* _Provided records_:
▶
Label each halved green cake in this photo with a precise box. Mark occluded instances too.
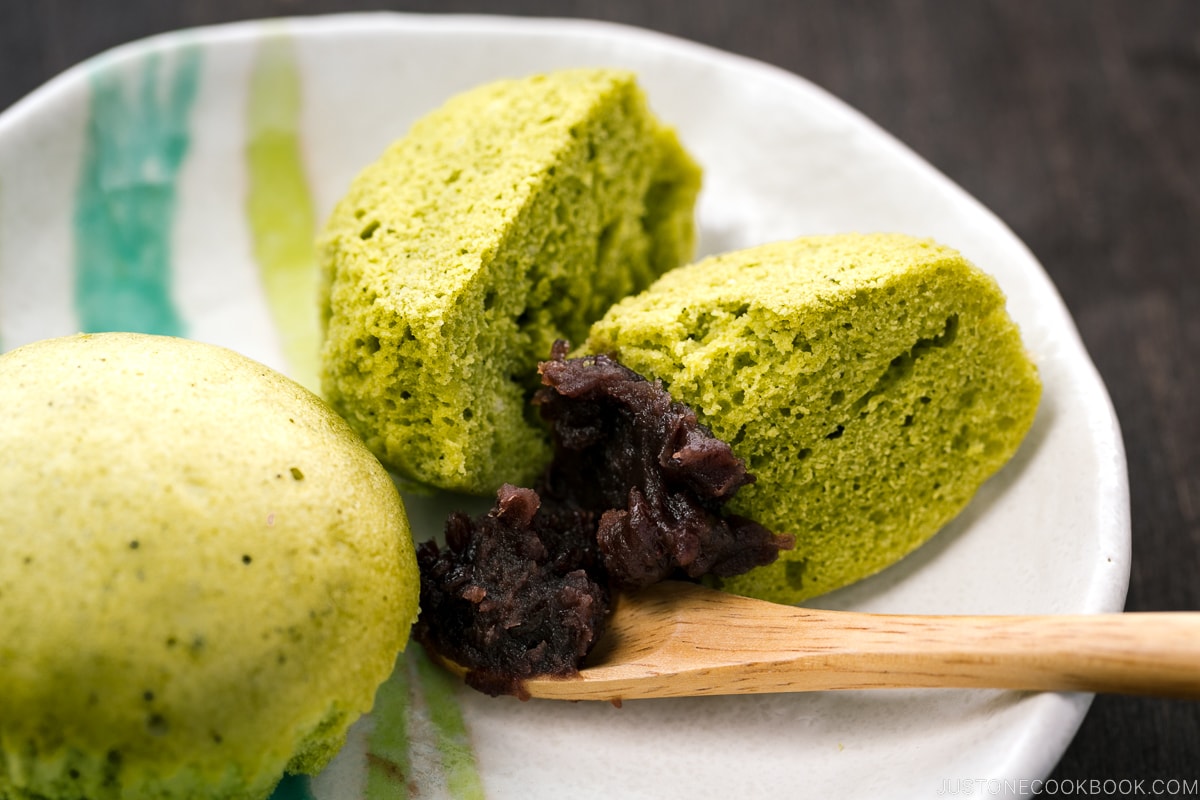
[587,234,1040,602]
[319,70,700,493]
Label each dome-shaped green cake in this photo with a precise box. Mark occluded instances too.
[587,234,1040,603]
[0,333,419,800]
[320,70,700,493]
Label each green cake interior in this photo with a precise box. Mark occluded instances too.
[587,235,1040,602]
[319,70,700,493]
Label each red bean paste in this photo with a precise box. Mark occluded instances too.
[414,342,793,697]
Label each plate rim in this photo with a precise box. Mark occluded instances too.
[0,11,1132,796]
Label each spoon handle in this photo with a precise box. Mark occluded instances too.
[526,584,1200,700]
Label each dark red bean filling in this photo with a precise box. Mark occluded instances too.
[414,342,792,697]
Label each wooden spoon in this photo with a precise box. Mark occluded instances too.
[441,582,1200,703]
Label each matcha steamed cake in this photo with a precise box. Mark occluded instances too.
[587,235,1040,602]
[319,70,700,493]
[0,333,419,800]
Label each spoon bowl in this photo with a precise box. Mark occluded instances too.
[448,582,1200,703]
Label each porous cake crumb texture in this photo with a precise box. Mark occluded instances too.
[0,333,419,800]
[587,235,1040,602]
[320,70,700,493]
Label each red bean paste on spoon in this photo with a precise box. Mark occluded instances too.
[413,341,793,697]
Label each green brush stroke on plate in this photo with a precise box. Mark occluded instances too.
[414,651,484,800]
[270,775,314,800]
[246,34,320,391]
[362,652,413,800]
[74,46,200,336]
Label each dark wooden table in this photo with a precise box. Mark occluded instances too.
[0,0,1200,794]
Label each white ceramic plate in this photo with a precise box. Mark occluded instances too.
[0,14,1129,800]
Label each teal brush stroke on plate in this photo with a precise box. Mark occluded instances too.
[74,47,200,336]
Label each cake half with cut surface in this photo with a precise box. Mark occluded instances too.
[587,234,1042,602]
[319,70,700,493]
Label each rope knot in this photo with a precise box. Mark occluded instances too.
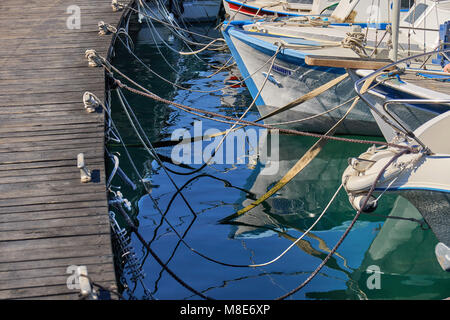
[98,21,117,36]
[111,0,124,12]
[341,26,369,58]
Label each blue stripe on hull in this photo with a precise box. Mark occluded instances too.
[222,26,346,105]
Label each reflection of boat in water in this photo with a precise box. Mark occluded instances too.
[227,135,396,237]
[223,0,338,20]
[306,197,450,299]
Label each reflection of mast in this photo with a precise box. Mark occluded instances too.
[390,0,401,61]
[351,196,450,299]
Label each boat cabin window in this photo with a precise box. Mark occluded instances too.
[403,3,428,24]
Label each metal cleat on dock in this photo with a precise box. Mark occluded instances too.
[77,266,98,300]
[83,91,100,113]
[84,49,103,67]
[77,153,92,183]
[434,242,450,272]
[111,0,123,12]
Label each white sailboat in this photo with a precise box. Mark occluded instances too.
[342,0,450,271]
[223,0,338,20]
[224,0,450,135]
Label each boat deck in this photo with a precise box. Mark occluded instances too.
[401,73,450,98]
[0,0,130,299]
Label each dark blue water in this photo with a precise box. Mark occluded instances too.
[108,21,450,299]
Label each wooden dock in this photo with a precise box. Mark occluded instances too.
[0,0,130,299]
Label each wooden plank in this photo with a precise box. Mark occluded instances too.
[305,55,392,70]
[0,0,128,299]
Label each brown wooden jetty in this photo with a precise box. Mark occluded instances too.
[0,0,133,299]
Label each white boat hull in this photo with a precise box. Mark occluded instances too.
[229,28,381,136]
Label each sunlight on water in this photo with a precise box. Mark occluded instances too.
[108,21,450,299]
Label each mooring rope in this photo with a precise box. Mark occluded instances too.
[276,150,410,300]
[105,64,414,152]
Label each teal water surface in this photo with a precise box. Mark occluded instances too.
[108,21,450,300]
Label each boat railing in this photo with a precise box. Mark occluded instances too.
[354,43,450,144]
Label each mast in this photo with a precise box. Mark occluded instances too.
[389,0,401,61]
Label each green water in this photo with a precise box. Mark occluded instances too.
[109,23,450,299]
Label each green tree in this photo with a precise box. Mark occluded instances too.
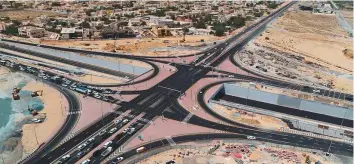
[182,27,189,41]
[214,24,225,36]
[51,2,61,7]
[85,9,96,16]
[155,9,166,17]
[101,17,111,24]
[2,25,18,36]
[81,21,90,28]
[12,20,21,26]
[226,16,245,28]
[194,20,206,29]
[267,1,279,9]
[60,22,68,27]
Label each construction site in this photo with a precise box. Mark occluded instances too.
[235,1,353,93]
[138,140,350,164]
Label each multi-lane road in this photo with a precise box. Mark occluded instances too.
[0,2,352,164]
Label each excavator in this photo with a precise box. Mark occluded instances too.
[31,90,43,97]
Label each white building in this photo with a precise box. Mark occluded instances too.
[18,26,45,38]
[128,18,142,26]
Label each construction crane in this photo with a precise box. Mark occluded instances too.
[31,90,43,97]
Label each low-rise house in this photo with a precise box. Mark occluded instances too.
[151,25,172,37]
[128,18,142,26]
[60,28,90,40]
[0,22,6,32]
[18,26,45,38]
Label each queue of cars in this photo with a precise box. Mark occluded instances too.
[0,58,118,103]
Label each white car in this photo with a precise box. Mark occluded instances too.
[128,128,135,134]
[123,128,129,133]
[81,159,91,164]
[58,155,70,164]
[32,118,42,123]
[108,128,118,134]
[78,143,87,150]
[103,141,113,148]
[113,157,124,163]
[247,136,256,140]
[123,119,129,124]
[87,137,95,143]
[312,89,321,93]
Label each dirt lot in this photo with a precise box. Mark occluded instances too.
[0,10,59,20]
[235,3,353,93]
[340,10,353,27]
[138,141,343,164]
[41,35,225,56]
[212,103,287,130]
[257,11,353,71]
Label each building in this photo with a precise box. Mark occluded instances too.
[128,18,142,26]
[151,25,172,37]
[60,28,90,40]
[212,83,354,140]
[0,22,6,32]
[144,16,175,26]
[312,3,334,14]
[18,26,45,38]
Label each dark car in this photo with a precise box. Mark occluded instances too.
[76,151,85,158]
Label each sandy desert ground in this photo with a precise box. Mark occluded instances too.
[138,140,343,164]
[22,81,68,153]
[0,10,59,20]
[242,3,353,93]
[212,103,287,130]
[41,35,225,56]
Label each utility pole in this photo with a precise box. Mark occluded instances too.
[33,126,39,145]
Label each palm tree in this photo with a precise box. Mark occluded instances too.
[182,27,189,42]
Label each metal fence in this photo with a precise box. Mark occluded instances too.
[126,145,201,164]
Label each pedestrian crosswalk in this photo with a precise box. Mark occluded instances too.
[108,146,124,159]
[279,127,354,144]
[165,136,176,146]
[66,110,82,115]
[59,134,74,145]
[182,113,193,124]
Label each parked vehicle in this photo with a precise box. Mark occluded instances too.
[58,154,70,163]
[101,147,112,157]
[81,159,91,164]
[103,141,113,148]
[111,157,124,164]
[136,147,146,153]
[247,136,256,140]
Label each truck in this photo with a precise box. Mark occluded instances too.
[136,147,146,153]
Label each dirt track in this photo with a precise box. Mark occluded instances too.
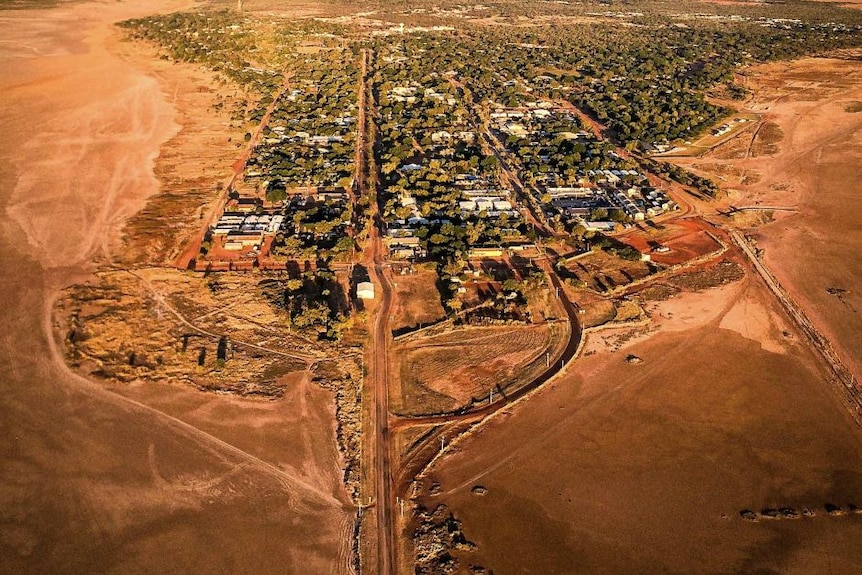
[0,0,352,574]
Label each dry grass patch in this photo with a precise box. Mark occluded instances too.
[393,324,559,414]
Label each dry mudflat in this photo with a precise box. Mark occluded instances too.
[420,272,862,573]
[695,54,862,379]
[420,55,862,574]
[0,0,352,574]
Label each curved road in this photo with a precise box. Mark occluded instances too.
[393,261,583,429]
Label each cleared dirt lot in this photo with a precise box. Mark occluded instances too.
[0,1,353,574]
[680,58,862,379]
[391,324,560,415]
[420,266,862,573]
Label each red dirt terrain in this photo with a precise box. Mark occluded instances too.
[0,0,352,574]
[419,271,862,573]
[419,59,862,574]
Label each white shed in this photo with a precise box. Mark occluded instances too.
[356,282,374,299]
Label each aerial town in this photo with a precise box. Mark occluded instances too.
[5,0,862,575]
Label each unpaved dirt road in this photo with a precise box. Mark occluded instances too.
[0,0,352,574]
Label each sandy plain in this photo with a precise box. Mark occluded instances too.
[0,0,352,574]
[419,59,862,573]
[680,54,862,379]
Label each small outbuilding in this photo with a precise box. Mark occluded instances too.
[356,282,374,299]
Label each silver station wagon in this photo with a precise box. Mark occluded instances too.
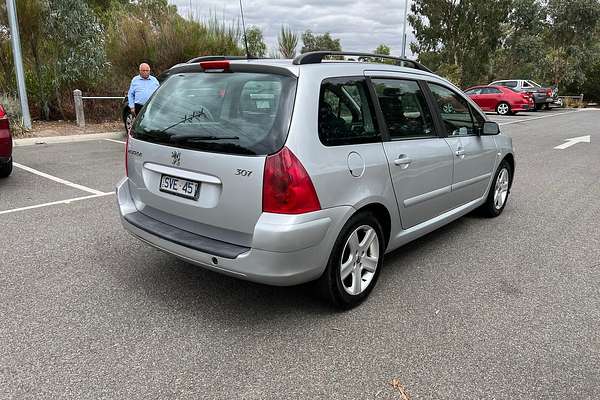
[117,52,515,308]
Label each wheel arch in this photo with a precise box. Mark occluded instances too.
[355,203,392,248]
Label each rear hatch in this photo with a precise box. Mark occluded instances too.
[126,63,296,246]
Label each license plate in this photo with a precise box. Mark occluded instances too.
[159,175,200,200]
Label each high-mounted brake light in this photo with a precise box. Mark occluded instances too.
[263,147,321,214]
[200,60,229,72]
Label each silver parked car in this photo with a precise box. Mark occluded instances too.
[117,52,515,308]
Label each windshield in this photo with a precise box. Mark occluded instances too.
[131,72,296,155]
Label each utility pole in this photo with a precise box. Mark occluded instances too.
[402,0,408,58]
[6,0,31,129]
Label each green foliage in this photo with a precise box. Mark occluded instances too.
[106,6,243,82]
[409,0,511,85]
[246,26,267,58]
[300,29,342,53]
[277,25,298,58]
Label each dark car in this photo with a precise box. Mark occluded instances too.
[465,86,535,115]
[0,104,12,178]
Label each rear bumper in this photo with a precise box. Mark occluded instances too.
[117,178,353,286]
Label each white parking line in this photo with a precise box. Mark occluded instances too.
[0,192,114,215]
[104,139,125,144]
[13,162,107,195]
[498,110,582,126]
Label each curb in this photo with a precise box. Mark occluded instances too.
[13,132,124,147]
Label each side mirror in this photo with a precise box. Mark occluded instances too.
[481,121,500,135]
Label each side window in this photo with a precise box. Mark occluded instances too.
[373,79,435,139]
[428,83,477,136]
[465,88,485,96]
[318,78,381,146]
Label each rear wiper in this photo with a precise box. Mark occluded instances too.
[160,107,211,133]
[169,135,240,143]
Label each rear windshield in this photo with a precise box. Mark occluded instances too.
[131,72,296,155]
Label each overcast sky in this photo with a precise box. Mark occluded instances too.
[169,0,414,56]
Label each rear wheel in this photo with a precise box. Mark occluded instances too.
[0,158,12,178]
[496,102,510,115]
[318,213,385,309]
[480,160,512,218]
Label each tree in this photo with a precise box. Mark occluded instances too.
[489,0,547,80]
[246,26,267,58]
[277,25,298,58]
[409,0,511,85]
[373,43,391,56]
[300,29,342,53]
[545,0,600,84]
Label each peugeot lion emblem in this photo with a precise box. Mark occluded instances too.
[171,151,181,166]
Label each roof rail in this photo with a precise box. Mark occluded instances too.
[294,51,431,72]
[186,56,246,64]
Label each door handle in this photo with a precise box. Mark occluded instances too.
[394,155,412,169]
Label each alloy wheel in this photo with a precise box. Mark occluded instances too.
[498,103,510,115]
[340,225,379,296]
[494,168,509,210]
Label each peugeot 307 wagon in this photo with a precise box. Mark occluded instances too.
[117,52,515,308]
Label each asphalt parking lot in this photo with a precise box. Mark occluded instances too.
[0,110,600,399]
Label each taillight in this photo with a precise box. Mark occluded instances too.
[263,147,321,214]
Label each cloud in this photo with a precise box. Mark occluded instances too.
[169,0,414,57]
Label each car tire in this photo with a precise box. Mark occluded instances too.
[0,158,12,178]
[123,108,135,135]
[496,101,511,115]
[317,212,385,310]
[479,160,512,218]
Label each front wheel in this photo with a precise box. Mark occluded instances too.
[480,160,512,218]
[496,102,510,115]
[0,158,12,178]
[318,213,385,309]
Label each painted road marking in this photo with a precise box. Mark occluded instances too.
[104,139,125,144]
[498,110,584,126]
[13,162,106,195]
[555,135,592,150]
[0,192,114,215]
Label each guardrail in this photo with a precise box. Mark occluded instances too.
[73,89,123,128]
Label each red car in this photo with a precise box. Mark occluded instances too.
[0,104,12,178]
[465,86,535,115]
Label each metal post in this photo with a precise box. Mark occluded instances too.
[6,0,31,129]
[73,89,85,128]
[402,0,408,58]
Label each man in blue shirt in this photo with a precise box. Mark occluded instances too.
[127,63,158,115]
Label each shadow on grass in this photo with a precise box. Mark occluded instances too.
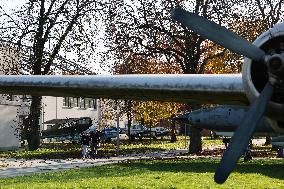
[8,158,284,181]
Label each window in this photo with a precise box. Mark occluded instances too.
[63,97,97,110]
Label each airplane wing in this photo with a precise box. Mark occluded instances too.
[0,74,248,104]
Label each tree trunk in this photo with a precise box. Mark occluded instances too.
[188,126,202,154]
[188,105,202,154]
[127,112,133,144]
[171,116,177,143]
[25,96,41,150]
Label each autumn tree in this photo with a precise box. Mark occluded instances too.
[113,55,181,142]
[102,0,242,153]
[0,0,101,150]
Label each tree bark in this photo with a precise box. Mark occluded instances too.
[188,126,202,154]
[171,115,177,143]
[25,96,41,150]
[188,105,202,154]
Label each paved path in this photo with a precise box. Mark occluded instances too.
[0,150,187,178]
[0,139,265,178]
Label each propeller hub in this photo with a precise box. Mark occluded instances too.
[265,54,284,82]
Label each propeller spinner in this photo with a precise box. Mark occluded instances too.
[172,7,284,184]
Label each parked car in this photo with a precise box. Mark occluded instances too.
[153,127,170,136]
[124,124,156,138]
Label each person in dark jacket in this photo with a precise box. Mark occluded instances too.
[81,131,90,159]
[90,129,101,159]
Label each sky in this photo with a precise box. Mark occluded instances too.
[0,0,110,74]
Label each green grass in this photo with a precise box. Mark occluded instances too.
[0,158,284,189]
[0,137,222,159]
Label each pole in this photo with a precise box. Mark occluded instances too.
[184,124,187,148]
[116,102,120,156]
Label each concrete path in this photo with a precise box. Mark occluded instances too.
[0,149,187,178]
◀
* _What to work on_: Please rewrite the records, from their first line through the line that contains "[448,582,1200,703]", as a Markdown table with the columns No and Line, numbering each row and omitting blank lines. Leave the pictures out of your answer.

* _The response_:
| No | Line |
|---|---|
| 1 | Label each halved green cake in this photo with a precise box. Mark occluded instances too. |
| 2 | [587,234,1040,602] |
| 3 | [319,70,700,493] |
| 4 | Label each dome-shaped green cake in this photo with a precise box. Mark occluded instances too. |
| 5 | [587,234,1040,603] |
| 6 | [0,333,419,800] |
| 7 | [320,70,700,493] |
| 8 | Label each green cake interior in this photo with a precise box. Mark occluded instances too. |
| 9 | [587,235,1040,602] |
| 10 | [319,70,700,493] |
| 11 | Label each red bean paste in this photo with a precise box. Mark occluded instances too. |
| 12 | [414,342,793,697] |
| 13 | Label each plate rim in this photo with a precise box. Mark occluded instances too. |
| 14 | [0,11,1132,796] |
| 15 | Label each spoon handle in this photo with a precise box. Mark occluded instances too. |
| 16 | [526,584,1200,700] |
| 17 | Label each dark red bean filling in this photo with a precise box. Mark occluded instances too. |
| 18 | [414,342,792,697] |
| 19 | Label each wooden spoon in this photo with a precise box. Mark occluded instances too. |
| 20 | [441,582,1200,703] |
| 21 | Label each matcha steamed cake in this photo with a precise box. Mark occluded instances too. |
| 22 | [587,235,1040,602] |
| 23 | [319,70,700,493] |
| 24 | [0,333,419,800] |
| 25 | Label each spoon bowl in this photo with a precise box. Mark occluded instances too. |
| 26 | [448,582,1200,703] |